> **Trecho fornecido**
--*--
Morrer de calor é uma das expressões mais usadas no Brasil, sobretudo no verão. Num país tropical em que as temperaturas passam com frequência dos 30ºC – e, na estação mais quente, chegam aos 40ºC – não é de se espantar que muita gente esteja sempre “morrendo de calor”.
Mas será que é possível mesmo morrer de calor?
O professor da Faculdade de Medicina da USP Paulo Saldiva explica que, embora seja raro, isso pode acontecer sim.
“Estudos mostram que durante as ondas de calor há um aumento da mortalidade, sobretudo de idosos e bebês, que têm menos capacidade de adaptação e, muitas vezes, dependem dos cuidados alheios para se proteger”, explica o especialista.
Quando está quente, suamos como uma forma de regular a temperatura do corpo: o suor é uma das reações ordenadas pelo cérebro par fazer declinar a temperatura da pele e, consequentemente, do sangue circulando nos vasos sanguíneos superficiais.
O sangue refrescado corre pelo corpo, baixando a temperatura do organismo.
Entretanto, quando está quente demais, a tendência é que haja cada vez mais vasos de regulação térmica abertos no nosso corpo, para que suemos mais. O primeiro problema óbvio desse suor excessivo é a desidratação.
Alguns idosos – por conta de outras condições comuns à idade avançada, que danificam mecanismos de controle do corpo – podem perder uma quantidade significativa de água sem sentir sede. Quando perdemos muita água e não repomos líquido, junto com a desidratação podem surgir também outros problemas.
Com muitos vasos da pele dilatados ao mesmo tempo, por exemplo, a pressão sanguínea cai – o que pode levar a vertigem e tonturas, por exemplo. Com a pressão mais baixa, a tendência é que o coração comece a bater mais rápido numa tentativa de elevar a pressão e equilibrar o organismo.
O coração sobrecarregado e a menor quantidade de líquidos circulando deixa o sangue mais denso, o que aumenta também a chance de ocorrer algum tipo de obstrução – ou trombo. E também de uma parada cardíaca.
Em situações normais, a própria variação natural da temperatura ao longo do dia se encarrega de regular esse processo, evitando o superaquecimento do corpo.
Mesmo num verão quente, as noites sempre tendem a ser mais frescas que os dias, regulando naturalmente a temperatura corporal.
O grande problema, como explica o climatologista Carlos Nobre, atualmente à frente da Coordenação de Aperfeiçoamento de Pessoal de Nível Superior (Capes), são as ondas de calor extremas e prolongadas, quando essa variação de temperatura ao longo do dia é tão mínima que não dá conta de regular a temperatura do corpo, provocando o superaquecimento.
“O pico de temperatura elevada, mesmo que acima dos 40ºC, não é o grande problema”, explica Nobre.
--*--
> **Dados**

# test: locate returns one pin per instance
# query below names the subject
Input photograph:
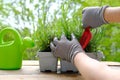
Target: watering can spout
(27, 43)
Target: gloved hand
(93, 16)
(66, 49)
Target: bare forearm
(94, 70)
(112, 14)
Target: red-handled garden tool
(85, 38)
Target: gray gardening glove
(66, 49)
(93, 16)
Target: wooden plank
(40, 77)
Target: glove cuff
(102, 14)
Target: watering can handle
(17, 37)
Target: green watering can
(11, 51)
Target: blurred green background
(29, 17)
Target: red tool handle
(85, 38)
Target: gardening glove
(93, 16)
(66, 49)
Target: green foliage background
(36, 16)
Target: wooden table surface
(30, 71)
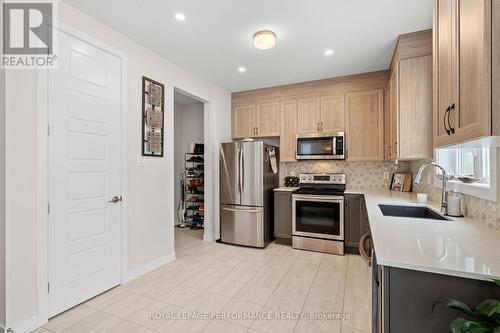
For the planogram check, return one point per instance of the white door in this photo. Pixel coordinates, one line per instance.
(84, 174)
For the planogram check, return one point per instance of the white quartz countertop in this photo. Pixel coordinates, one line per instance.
(460, 247)
(286, 189)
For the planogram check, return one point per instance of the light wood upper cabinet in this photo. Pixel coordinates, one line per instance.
(365, 126)
(387, 123)
(288, 135)
(256, 120)
(466, 34)
(473, 117)
(393, 113)
(243, 124)
(414, 128)
(409, 109)
(308, 115)
(323, 114)
(332, 114)
(267, 119)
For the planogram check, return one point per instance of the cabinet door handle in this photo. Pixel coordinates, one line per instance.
(452, 130)
(444, 120)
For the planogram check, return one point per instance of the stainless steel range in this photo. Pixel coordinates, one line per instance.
(318, 213)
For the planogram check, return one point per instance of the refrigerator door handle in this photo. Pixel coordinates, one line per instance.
(238, 167)
(242, 170)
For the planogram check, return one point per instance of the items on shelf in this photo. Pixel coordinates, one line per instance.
(194, 189)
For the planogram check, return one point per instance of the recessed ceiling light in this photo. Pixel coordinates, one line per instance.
(264, 39)
(180, 17)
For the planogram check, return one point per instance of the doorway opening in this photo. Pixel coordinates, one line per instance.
(189, 155)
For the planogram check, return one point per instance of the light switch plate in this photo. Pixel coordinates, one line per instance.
(141, 162)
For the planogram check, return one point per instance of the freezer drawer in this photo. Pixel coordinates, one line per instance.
(242, 225)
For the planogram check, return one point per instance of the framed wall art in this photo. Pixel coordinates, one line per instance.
(153, 94)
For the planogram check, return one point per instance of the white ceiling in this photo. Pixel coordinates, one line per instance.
(216, 37)
(182, 98)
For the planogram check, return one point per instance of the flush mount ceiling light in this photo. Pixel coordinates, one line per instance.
(264, 39)
(180, 17)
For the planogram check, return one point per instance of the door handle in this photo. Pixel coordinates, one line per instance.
(115, 199)
(444, 120)
(452, 130)
(241, 210)
(361, 247)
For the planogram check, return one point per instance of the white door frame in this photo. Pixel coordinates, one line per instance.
(208, 231)
(42, 169)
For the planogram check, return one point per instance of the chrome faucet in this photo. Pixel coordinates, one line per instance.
(444, 194)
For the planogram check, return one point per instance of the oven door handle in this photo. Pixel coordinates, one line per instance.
(320, 198)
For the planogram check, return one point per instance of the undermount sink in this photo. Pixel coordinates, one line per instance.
(411, 211)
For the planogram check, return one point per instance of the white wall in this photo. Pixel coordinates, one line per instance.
(150, 196)
(2, 198)
(188, 122)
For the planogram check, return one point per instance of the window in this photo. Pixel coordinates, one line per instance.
(476, 162)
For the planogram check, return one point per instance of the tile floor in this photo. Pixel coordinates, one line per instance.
(225, 279)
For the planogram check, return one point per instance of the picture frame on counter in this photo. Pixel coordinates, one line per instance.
(402, 182)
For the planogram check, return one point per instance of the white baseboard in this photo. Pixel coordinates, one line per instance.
(24, 325)
(209, 237)
(134, 273)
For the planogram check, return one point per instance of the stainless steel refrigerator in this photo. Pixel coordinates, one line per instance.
(247, 182)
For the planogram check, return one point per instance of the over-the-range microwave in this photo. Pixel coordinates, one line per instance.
(321, 146)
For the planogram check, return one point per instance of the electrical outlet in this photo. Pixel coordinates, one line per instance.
(141, 162)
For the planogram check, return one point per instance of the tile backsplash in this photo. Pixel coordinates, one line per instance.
(369, 175)
(484, 211)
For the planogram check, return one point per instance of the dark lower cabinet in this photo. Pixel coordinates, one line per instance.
(403, 301)
(355, 221)
(283, 217)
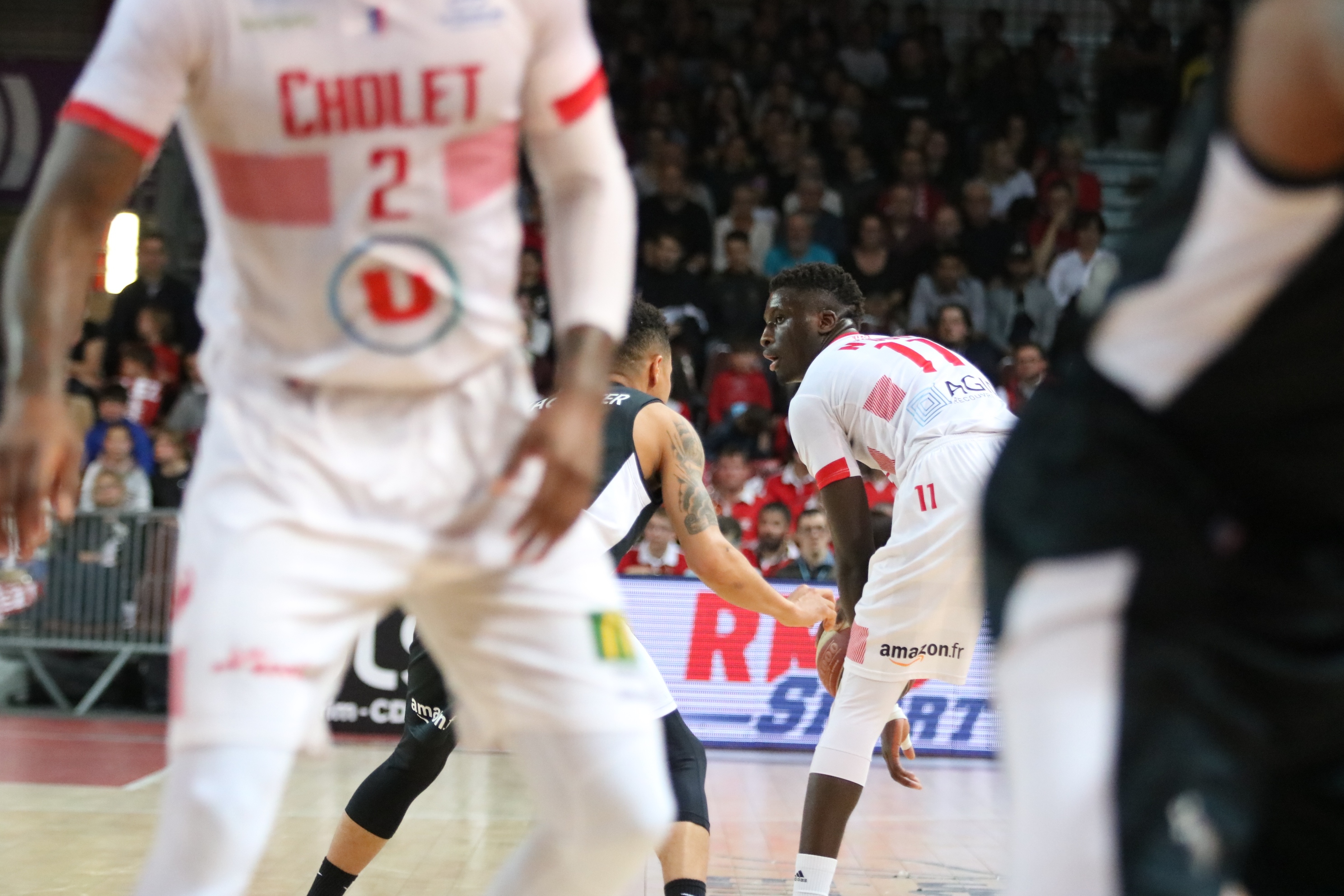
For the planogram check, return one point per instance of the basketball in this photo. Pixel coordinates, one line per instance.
(831, 649)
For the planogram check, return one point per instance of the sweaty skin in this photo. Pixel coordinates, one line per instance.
(799, 324)
(667, 444)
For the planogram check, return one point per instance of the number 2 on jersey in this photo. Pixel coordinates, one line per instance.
(396, 159)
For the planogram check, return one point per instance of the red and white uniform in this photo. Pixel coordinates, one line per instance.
(357, 164)
(933, 424)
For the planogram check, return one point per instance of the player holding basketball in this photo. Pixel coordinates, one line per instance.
(933, 424)
(1166, 528)
(642, 433)
(370, 439)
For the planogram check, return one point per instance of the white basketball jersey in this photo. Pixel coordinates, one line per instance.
(357, 163)
(875, 399)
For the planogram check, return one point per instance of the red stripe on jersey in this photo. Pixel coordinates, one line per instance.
(885, 399)
(572, 108)
(925, 364)
(832, 472)
(275, 190)
(955, 359)
(90, 116)
(858, 644)
(885, 462)
(480, 166)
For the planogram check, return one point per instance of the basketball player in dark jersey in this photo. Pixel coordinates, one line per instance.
(642, 434)
(1166, 527)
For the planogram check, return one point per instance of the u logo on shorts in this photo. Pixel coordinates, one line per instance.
(396, 294)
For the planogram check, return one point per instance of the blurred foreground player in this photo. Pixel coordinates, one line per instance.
(1166, 528)
(932, 422)
(371, 436)
(642, 433)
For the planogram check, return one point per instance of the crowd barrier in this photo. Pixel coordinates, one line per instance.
(738, 677)
(105, 585)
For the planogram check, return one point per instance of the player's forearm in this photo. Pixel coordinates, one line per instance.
(588, 202)
(732, 577)
(83, 184)
(851, 577)
(584, 362)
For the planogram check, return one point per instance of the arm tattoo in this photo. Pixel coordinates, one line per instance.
(694, 503)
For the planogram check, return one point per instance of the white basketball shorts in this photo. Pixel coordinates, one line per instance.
(923, 607)
(312, 512)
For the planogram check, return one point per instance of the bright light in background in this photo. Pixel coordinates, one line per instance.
(123, 247)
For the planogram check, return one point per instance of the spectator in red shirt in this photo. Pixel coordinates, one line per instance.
(1030, 369)
(732, 531)
(741, 385)
(928, 198)
(775, 550)
(737, 491)
(658, 553)
(155, 328)
(1054, 233)
(793, 487)
(144, 393)
(1069, 168)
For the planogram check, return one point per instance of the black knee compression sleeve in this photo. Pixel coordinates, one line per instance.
(686, 762)
(381, 803)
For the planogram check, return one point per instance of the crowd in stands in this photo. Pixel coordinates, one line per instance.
(136, 392)
(945, 175)
(948, 178)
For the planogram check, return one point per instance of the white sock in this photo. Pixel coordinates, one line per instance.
(812, 875)
(218, 809)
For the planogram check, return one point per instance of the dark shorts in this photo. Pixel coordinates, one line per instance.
(1226, 751)
(429, 705)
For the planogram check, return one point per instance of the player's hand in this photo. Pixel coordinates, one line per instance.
(568, 437)
(896, 734)
(808, 607)
(39, 462)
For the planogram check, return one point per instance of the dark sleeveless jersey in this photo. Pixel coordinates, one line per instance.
(1211, 381)
(624, 499)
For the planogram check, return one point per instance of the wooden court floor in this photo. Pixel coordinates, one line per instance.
(76, 839)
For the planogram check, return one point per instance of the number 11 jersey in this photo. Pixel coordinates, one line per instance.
(877, 399)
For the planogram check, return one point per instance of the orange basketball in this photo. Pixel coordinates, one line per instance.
(831, 649)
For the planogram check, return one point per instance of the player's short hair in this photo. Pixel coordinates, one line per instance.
(824, 279)
(113, 393)
(777, 507)
(647, 331)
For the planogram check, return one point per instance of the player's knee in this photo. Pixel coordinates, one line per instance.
(420, 762)
(687, 766)
(382, 800)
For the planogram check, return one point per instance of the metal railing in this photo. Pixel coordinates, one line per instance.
(107, 586)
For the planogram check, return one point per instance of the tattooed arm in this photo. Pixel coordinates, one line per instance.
(667, 444)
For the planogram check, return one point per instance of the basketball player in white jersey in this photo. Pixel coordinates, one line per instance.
(933, 424)
(370, 439)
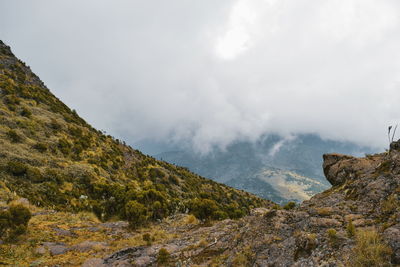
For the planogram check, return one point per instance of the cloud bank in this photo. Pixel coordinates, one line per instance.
(213, 72)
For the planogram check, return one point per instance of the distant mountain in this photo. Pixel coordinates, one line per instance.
(52, 157)
(275, 168)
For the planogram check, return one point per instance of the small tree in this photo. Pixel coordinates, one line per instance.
(14, 222)
(203, 209)
(136, 214)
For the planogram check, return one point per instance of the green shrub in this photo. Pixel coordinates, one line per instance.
(163, 256)
(135, 213)
(203, 209)
(41, 147)
(370, 250)
(14, 136)
(34, 175)
(332, 237)
(17, 168)
(147, 238)
(290, 205)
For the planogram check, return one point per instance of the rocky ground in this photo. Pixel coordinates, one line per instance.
(356, 222)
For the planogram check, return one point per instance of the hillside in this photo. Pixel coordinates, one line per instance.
(273, 167)
(355, 223)
(52, 157)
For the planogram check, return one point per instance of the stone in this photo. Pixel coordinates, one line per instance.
(89, 245)
(56, 248)
(40, 250)
(392, 237)
(63, 232)
(94, 262)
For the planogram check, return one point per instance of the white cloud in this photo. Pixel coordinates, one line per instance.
(211, 72)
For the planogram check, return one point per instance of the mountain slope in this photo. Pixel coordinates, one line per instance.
(52, 157)
(274, 168)
(355, 223)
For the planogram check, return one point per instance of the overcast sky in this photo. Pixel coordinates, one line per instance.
(211, 72)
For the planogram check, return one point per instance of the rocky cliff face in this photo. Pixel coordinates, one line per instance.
(356, 222)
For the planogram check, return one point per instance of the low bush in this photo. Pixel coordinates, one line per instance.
(290, 205)
(203, 209)
(135, 213)
(41, 147)
(17, 168)
(163, 256)
(350, 229)
(14, 136)
(26, 112)
(370, 250)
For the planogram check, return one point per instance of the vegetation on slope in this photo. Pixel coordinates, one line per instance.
(52, 157)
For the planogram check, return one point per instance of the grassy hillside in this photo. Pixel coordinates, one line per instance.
(52, 157)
--*--
> **Exercícios a resolver**
(1) Segundo o texto sobre morrer de calor, quais grupos têm maior aumento da mortalidade durante as ondas de calor?
(2) Reproduza o trecho do texto sobre morrer de calor entre "Alguns idosos –" e "equilibrar o organismo.", inclusive.

> **Respostas do exercício**
(1) Os idosos e os bebês.

(2)
Alguns idosos – por conta de outras condições comuns à idade avançada, que danificam mecanismos de controle do corpo – podem perder uma quantidade significativa de água sem sentir sede. Quando perdemos muita água e não repomos líquido, junto com a desidratação podem surgir também outros problemas.
Com muitos vasos da pele dilatados ao mesmo tempo, por exemplo, a pressão sanguínea cai – o que pode levar a vertigem e tonturas, por exemplo. Com a pressão mais baixa, a tendência é que o coração comece a bater mais rápido numa tentativa de elevar a pressão e equilibrar o organismo.